═══ Source document ═══

There’s one other neat trick two’s complement let’s us do that we need to talk about. Integers in computers have a fixed “width”, or number of bits that are used to represent them. Wider integers can represent larger (or more negative) numbers, but take up more space in the computer’s memory. So to balance those concerns, languages like C give the programmer access to a few different bit widths to choose from for their integers.

So, what happens if we need to do some arithmetic between integers that are different widths, or just pass an integer into a function that’s narrower than the function expects? We need a way to make an integer wider. If it’s unsigned, that’s easy; copy over the same value into the lower (right-hand) bits and then fill in the new high bits with 0’s, and you’ll have the same value, just now with more bits.

But what if we need to widen a signed integer? Two’s complement’s here to save the day with a solution called “sign extension”. It turns out all we have to do to make a two’s complement integer wider is copy over the same value into the low bits and then fill in the new high bits with copies of the sign bit. That’s it.

It’s easy to see why that’s correct if we think about how two’s complement works. If the number is positive (the sign bit is 0), then it’s the same as for an unsigned number, we’ll fill in the new space with all zeroes and nothing changes. And if the number is negative (the sign bit is 1), then we’ll fill in the new space with 1 bits, but the two’s complement operation means those bits all get inverted into 0’s when we need to get the number’s value, so still nothing changes. These simple, efficient operations are why two’s complement is so neat, despite seeming weird and overcomplicated at first.

═══

**Problems and tasks**:
[a] Please say whether each statement agrees with the two's complement passage, answering yes or no and quoting the deciding words: (i) Wider integers take up more space in the computer's memory. (ii) To widen an unsigned integer, the new high bits are filled with copies of the sign bit. (iii) When the sign bit is 1, sign extension fills the new space with 1 bits.
[b] Change "high bits" to "upper bits" in the two's complement passage from "So, what happens" up to and including "bit. That’s it.", and write that stretch out in full.

═══ Data supplied ═══

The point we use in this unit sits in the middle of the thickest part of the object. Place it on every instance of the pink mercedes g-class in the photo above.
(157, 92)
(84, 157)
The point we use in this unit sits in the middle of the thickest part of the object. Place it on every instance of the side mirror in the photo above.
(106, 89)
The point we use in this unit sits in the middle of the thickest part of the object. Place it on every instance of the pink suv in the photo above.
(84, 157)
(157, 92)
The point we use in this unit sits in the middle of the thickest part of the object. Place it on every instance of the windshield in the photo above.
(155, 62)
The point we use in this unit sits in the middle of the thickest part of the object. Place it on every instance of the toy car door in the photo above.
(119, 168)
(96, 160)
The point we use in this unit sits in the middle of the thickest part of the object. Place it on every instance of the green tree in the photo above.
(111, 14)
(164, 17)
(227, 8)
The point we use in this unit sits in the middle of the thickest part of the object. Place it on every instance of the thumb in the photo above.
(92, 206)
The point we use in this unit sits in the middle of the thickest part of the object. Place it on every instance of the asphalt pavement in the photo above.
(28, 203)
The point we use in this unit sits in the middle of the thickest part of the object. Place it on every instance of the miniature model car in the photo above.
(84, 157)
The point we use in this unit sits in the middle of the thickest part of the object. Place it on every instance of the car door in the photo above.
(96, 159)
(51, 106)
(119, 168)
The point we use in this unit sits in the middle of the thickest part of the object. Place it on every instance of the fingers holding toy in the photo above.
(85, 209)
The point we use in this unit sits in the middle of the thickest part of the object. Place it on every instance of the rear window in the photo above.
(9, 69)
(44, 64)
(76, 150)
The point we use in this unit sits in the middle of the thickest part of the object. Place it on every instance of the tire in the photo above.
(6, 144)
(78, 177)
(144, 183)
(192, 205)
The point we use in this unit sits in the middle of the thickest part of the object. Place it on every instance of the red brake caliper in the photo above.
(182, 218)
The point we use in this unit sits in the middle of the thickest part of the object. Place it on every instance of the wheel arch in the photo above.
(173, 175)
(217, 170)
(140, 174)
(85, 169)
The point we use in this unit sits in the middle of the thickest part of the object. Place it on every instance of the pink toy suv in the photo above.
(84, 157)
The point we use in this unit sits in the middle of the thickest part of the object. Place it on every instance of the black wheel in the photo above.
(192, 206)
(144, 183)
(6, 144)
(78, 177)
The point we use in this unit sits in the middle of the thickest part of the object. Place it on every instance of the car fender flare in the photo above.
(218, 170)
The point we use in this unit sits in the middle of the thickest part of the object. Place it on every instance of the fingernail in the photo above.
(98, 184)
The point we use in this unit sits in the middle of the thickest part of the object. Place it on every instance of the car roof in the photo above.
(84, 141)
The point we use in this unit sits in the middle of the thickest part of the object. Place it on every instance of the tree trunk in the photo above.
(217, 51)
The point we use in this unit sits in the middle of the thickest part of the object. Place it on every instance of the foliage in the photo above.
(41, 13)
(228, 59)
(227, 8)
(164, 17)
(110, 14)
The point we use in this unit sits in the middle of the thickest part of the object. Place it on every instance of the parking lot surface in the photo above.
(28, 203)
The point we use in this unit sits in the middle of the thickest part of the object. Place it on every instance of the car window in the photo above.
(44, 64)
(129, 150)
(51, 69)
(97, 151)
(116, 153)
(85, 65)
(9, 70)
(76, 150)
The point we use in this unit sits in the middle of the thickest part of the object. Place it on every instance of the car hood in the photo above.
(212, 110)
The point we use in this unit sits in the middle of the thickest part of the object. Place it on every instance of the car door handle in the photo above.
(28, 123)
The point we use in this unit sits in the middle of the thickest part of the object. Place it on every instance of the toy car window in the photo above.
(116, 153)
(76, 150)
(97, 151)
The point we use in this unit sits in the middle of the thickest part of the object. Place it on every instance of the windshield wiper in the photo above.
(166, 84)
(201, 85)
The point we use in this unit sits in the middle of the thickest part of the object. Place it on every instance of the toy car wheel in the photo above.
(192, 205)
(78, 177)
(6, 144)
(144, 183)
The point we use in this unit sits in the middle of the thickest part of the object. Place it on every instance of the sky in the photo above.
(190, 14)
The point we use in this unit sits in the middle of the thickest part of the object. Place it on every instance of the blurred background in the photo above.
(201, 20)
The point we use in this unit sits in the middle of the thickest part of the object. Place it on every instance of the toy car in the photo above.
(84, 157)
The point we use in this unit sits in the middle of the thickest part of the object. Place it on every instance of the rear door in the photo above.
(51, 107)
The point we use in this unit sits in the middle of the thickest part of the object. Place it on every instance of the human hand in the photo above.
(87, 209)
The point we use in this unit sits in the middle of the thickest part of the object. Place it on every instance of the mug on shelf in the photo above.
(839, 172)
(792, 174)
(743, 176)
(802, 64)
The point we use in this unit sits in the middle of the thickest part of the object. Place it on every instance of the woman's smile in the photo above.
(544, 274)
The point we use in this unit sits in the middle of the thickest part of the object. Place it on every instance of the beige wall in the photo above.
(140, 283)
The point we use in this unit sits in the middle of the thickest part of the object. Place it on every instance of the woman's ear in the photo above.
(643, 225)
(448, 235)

═══

**Answers given**:
[a]
(i) Yes: "but take up more space in the computer’s memory"
(ii) No: "fill in the new high bits with 0’s"
(iii) Yes: "if the number is negative (the sign bit is 1), then we’ll fill in the new space with 1 bits"

[b]
So, what happens if we need to do some arithmetic between integers that are different widths, or just pass an integer into a function that’s narrower than the function expects? We need a way to make an integer wider. If it’s unsigned, that’s easy; copy over the same value into the lower (right-hand) bits and then fill in the new upper bits with 0’s, and you’ll have the same value, just now with more bits.

But what if we need to widen a signed integer? Two’s complement’s here to save the day with a solution called “sign extension”. It turns out all we have to do to make a two’s complement integer wider is copy over the same value into the low bits and then fill in the new upper bits with copies of the sign bit. That’s it.